DIRECTIVE:
Write out the lines starting at the one containing "Spot the empty" and ending at the one containing "[[426, 286]]", swapping "electrical outlet" for "power outlet" and leaving everything else as it is.

########

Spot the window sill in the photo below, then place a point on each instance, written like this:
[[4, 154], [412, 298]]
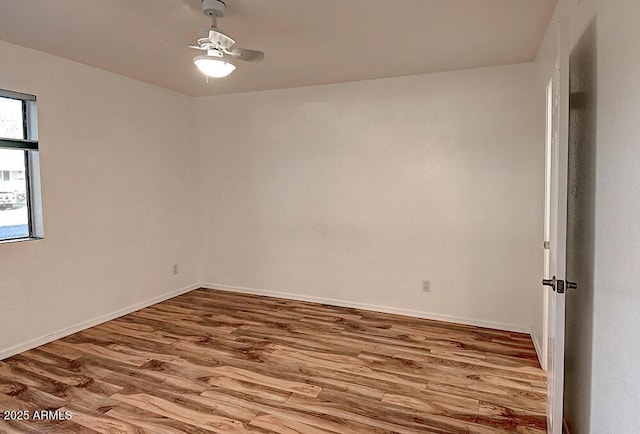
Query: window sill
[[21, 240]]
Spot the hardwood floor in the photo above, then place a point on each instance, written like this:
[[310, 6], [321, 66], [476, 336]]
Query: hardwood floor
[[212, 361]]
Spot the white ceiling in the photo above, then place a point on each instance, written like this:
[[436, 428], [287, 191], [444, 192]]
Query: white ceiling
[[307, 42]]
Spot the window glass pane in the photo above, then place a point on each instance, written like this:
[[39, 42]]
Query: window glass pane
[[11, 125], [14, 213]]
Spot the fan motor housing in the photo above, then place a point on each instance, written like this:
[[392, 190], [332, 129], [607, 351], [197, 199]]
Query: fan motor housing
[[214, 8]]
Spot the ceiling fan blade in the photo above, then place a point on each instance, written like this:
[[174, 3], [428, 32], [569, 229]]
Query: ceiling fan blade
[[246, 54]]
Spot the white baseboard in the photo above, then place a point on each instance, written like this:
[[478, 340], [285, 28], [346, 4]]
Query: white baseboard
[[370, 307], [16, 349]]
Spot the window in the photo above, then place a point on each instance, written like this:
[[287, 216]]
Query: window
[[20, 204]]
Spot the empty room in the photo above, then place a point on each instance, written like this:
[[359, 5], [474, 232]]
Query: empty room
[[289, 216]]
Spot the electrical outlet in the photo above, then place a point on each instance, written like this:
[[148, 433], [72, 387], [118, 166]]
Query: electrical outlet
[[426, 286]]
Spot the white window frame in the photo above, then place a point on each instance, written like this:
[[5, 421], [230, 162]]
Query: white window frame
[[30, 146]]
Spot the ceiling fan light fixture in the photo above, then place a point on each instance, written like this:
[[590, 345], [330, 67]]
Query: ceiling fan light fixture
[[214, 66]]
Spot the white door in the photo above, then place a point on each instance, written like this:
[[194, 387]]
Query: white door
[[555, 221]]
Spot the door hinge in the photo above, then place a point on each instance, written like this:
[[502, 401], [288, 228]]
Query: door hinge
[[559, 285]]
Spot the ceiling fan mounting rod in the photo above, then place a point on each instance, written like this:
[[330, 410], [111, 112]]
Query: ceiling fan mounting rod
[[214, 8]]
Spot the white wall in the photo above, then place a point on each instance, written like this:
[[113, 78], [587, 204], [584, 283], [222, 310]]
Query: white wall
[[357, 192], [605, 386], [119, 198]]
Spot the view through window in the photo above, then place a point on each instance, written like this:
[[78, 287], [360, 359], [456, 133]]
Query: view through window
[[18, 147]]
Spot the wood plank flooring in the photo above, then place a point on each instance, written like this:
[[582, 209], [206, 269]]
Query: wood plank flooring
[[212, 361]]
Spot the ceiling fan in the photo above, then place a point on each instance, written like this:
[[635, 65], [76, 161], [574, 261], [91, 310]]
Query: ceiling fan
[[221, 52]]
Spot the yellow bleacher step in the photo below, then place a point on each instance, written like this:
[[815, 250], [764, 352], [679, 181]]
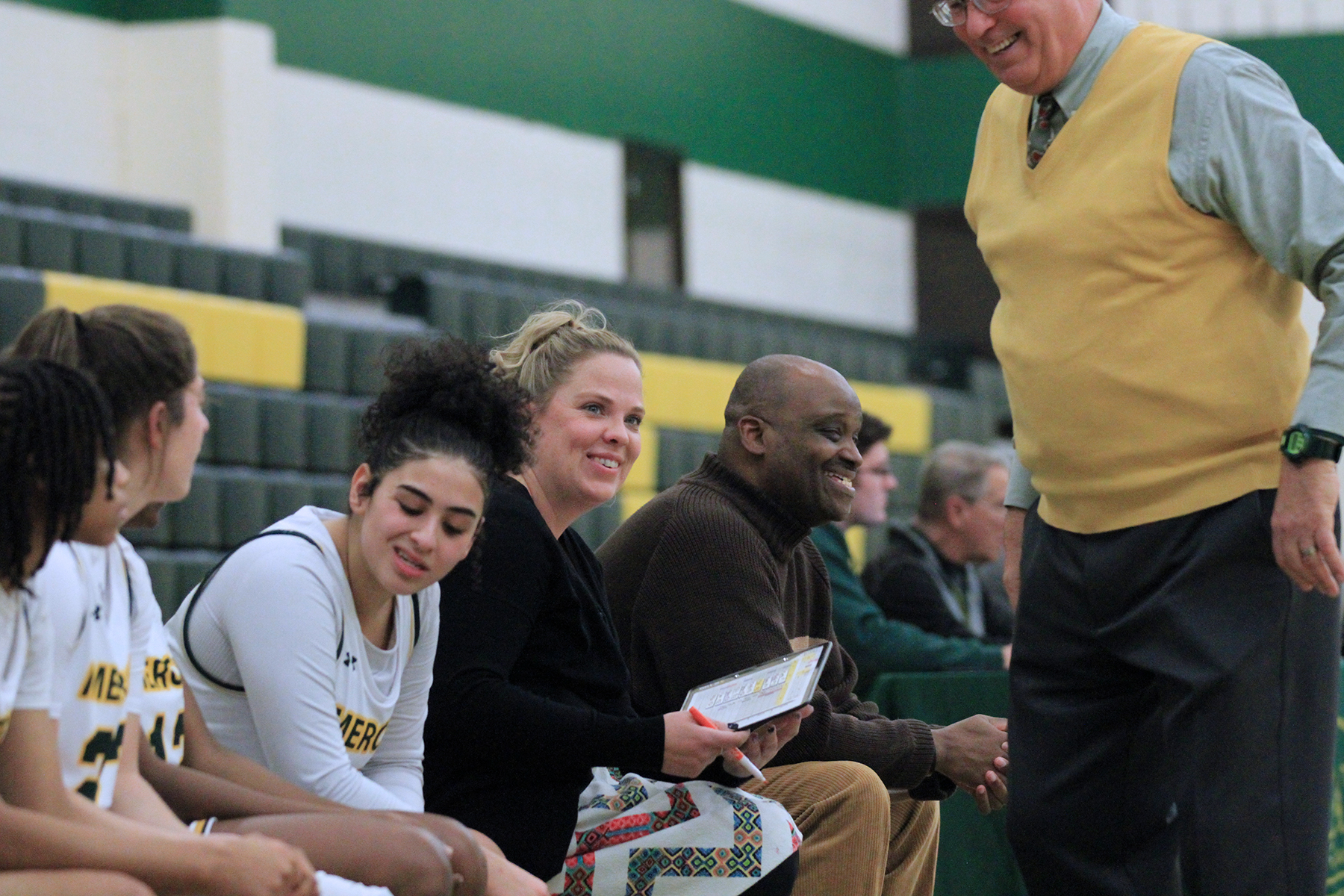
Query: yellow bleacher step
[[237, 340]]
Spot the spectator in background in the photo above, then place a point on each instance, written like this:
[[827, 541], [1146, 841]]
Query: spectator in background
[[927, 575], [877, 642], [718, 573]]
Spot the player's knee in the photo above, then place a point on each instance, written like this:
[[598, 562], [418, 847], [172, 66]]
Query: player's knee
[[423, 865], [119, 884]]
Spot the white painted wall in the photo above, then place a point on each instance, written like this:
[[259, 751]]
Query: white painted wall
[[396, 167], [877, 23], [198, 112], [1239, 18], [58, 96], [176, 112], [769, 245]]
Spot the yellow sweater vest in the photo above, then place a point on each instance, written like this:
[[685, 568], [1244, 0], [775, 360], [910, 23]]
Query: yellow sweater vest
[[1152, 356]]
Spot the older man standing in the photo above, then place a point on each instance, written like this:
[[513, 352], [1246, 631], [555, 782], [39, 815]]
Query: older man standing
[[1149, 203]]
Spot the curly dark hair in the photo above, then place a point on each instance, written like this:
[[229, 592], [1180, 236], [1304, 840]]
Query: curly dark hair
[[54, 426], [443, 396]]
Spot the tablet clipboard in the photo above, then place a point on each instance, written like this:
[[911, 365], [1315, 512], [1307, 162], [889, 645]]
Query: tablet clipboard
[[762, 692]]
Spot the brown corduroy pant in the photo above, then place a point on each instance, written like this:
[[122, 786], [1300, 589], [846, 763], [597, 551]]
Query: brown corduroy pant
[[859, 839]]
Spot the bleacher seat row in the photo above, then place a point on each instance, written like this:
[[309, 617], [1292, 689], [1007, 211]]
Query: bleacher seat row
[[287, 388], [60, 240], [132, 211]]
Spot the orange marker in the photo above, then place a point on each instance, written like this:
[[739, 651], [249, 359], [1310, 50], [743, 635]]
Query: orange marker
[[741, 758]]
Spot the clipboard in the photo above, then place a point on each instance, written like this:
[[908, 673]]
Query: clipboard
[[762, 692]]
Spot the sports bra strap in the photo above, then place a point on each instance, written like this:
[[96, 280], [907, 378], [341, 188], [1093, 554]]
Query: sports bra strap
[[201, 588]]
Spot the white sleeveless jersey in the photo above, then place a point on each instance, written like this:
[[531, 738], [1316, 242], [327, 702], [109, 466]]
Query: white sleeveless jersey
[[26, 662], [161, 704], [275, 655], [101, 609]]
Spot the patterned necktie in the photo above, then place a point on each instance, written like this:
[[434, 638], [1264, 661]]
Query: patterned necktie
[[1045, 127]]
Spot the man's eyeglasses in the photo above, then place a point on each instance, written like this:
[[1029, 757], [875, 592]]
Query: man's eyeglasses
[[953, 13]]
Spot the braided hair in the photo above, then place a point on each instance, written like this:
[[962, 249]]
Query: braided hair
[[54, 428], [444, 398]]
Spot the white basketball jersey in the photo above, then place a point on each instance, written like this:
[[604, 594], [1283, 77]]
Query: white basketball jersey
[[25, 656], [101, 613]]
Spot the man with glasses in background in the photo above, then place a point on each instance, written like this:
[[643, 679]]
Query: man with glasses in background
[[1151, 205]]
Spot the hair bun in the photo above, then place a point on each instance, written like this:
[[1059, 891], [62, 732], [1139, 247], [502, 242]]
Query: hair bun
[[447, 383]]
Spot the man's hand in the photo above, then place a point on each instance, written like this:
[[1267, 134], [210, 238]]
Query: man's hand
[[687, 747], [255, 865], [974, 754], [766, 741], [1014, 524], [1304, 526]]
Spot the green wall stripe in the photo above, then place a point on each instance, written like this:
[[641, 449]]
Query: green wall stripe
[[724, 84]]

########

TASK RESULT:
Spot the empty room in the photo above, then place a point on each instance, written like this:
[[359, 5], [474, 232]]
Query: empty room
[[289, 216]]
Spot the power outlet in the photo above, then place a point on each instance, written like this:
[[148, 433], [72, 387], [118, 166]]
Query: power outlet
[[426, 286]]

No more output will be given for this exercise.